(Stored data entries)

::::::::::

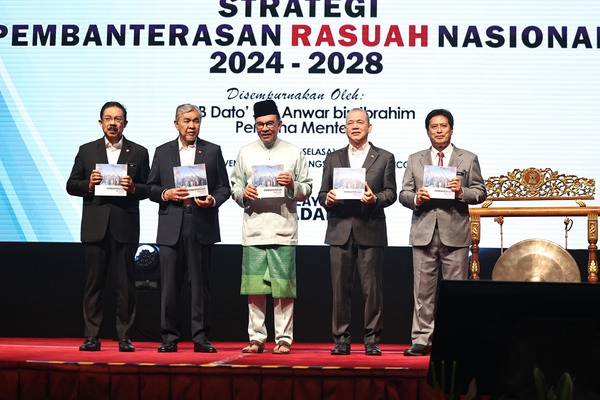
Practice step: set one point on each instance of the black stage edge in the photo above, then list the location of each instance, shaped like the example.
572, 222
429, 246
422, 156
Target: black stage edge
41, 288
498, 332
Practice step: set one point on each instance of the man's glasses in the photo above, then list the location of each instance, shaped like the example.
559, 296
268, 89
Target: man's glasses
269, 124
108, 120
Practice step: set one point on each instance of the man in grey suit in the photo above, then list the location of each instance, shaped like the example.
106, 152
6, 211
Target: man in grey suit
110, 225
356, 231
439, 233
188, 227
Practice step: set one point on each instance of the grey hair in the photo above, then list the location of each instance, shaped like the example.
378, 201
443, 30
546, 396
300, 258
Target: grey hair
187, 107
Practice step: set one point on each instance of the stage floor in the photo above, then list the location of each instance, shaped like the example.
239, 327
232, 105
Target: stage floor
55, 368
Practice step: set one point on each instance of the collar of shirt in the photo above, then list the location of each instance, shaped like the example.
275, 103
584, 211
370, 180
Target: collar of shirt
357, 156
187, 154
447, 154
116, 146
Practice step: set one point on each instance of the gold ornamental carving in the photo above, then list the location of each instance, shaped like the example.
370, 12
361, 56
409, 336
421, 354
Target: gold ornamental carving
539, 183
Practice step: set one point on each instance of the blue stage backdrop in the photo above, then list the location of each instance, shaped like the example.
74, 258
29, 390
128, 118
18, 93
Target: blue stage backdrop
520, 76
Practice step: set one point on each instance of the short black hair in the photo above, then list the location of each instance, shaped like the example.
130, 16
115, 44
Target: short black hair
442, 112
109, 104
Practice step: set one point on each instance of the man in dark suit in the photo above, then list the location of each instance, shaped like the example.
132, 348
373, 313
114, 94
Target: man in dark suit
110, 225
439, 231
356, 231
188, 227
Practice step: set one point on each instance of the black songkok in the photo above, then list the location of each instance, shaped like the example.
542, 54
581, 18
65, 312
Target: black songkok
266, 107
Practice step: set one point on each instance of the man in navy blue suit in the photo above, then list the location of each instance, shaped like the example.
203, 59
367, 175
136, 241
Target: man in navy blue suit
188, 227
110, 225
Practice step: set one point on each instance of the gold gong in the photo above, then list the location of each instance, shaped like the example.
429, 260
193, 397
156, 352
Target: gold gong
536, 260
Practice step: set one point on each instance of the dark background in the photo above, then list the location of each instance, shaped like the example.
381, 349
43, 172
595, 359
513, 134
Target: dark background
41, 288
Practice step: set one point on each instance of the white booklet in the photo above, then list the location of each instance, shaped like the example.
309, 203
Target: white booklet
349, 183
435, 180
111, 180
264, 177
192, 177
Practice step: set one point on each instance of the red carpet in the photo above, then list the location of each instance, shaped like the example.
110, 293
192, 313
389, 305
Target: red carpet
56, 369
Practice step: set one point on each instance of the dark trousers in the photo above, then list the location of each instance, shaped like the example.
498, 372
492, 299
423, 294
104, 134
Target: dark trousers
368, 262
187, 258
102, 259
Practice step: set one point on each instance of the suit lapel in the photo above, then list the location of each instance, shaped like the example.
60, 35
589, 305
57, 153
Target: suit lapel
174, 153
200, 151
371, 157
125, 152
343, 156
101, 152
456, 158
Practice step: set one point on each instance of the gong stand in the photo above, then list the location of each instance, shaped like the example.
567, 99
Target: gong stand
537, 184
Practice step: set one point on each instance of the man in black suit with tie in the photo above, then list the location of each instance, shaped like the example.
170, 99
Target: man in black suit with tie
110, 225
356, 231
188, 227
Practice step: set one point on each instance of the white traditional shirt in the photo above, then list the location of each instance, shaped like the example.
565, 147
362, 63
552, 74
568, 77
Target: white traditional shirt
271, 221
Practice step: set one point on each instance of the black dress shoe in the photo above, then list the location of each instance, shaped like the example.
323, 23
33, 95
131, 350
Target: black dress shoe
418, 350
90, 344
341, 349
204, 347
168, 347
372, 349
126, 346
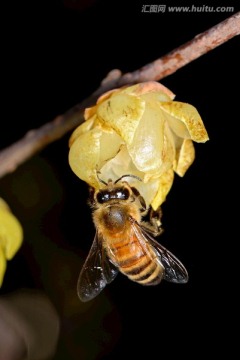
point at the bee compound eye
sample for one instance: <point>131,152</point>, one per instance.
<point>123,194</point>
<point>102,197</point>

::::::::::

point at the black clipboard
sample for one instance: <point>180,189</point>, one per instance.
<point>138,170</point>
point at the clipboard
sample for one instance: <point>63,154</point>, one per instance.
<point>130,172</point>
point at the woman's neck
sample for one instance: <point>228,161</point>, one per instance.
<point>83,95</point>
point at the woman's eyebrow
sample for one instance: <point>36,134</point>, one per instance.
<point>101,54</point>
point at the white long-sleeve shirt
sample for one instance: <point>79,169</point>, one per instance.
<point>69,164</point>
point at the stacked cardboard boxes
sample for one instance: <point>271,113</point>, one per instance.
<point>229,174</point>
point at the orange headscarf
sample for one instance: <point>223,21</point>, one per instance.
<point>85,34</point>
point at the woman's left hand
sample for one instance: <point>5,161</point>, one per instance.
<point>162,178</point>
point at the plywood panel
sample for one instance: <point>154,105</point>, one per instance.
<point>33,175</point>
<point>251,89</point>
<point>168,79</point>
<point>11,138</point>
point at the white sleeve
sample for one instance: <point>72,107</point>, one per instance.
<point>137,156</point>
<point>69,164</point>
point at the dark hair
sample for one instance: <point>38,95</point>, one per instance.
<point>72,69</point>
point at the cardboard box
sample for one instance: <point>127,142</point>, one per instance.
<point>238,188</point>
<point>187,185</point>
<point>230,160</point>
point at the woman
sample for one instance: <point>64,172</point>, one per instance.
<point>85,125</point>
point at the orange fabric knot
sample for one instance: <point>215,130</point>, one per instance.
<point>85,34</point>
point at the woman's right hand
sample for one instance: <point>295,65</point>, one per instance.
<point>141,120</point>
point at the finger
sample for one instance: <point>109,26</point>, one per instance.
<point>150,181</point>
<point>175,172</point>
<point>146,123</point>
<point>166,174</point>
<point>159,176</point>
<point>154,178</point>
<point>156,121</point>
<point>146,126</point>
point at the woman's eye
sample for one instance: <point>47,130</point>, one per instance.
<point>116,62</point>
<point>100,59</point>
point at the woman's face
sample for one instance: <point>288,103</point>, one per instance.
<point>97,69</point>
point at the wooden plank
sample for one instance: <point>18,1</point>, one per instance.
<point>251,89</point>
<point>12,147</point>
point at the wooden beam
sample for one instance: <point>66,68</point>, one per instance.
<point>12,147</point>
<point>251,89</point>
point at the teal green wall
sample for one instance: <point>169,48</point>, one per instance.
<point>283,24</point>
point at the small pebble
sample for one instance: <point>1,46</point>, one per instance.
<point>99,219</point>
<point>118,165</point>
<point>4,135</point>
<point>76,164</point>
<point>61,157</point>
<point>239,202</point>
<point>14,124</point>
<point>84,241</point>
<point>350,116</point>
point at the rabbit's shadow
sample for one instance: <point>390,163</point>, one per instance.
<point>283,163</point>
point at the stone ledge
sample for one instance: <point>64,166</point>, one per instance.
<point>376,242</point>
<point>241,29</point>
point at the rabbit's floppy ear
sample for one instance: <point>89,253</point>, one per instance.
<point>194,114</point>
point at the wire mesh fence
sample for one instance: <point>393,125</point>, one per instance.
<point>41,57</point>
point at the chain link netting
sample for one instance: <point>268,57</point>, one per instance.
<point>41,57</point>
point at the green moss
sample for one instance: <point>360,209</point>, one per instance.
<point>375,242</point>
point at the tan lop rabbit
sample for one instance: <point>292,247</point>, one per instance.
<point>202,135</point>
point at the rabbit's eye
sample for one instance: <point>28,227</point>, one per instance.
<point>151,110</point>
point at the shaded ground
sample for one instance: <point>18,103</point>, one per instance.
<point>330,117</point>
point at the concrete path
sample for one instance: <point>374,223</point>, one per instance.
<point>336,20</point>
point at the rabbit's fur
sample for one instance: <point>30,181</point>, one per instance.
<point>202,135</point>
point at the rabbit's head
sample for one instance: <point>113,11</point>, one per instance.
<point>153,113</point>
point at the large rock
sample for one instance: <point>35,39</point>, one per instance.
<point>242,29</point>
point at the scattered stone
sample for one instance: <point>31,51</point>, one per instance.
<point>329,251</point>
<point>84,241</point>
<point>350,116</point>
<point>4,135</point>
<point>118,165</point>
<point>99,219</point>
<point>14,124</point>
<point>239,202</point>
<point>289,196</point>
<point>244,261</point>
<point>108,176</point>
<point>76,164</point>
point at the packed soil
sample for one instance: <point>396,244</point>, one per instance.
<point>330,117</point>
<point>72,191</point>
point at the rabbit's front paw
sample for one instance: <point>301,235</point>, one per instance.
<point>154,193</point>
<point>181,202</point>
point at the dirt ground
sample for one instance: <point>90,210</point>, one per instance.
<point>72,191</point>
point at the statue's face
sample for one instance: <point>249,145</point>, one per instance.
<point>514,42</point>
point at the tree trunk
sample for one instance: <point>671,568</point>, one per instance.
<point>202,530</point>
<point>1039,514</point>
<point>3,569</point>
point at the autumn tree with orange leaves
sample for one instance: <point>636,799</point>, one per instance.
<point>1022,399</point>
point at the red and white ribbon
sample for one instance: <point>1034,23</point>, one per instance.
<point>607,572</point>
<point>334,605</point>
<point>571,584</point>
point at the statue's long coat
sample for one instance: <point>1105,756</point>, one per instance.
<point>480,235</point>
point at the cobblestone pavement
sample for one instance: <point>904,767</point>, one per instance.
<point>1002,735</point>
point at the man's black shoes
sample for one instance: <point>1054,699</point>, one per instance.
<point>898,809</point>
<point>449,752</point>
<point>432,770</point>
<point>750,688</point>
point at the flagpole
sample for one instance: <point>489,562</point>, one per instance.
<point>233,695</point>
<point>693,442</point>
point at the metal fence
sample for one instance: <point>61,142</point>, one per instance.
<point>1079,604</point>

::::::::::

Work out how many lines in the records above hold the string "clipboard", then give only that count.

2